▸ DATA SECTION:
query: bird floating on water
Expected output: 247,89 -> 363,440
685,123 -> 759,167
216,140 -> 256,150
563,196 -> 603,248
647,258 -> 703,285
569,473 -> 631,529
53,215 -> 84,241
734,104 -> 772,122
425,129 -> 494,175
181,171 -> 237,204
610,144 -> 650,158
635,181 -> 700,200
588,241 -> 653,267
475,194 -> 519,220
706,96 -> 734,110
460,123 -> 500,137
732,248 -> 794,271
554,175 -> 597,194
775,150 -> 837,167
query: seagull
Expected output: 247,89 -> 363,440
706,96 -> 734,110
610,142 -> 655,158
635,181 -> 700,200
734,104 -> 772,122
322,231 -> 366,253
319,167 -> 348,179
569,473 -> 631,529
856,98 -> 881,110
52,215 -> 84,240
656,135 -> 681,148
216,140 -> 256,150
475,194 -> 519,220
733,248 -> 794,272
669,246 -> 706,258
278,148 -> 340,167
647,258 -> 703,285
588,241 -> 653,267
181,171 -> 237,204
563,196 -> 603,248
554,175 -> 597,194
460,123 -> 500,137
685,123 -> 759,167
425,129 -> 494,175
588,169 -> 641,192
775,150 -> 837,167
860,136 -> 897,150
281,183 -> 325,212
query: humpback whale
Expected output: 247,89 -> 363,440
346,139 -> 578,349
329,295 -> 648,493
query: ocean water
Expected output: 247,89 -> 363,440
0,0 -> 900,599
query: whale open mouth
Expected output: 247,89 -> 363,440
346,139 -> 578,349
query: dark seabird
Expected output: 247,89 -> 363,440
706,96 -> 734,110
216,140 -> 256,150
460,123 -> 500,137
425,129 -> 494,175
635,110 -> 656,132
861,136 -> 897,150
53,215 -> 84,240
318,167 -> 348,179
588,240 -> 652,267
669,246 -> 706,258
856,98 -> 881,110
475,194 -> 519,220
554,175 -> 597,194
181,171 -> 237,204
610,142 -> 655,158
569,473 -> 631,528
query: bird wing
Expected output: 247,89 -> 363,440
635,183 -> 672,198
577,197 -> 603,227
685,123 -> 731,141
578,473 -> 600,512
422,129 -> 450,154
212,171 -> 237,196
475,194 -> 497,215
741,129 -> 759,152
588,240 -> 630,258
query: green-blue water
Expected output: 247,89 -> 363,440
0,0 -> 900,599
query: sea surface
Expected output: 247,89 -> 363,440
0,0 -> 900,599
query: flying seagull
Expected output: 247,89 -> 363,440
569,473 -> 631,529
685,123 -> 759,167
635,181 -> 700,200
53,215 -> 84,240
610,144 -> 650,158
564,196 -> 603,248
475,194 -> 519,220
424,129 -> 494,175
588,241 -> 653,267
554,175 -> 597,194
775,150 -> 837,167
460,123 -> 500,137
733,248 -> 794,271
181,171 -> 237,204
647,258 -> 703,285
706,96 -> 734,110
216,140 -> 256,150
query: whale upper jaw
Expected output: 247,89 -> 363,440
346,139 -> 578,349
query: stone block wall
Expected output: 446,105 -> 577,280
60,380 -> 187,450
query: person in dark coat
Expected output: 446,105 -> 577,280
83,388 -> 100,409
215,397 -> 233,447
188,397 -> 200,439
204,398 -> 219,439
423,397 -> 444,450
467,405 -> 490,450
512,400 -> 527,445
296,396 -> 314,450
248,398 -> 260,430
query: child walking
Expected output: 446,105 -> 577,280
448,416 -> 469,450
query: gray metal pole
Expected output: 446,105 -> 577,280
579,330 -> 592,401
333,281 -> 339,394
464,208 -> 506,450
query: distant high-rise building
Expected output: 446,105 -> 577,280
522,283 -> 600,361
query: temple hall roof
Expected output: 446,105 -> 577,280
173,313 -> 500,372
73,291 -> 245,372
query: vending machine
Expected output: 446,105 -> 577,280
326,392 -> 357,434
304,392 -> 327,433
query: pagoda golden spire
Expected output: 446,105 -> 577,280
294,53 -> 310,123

▸ WHAT TO PRODUCE:
Put the stretch of data from the line containing "query: gray metal pole" through the last line into a numbered list, leaving out any blank lines.

▸ EXERCISE ANSWER:
1. query: gray metal pole
2. Expected output: 446,105 -> 577,280
3. 579,330 -> 592,401
4. 333,281 -> 339,394
5. 464,208 -> 506,450
6. query: distant high-rise building
7. Expected output: 446,105 -> 577,280
8. 522,283 -> 600,361
9. query: temple hall roof
10. Expected output: 446,105 -> 577,280
11. 173,313 -> 500,372
12. 73,291 -> 245,372
13. query: vending machine
14. Expected output: 446,105 -> 577,280
15. 326,392 -> 357,434
16. 304,392 -> 327,433
17. query: pagoda golden spire
18. Expected output: 446,105 -> 577,280
19. 294,53 -> 310,123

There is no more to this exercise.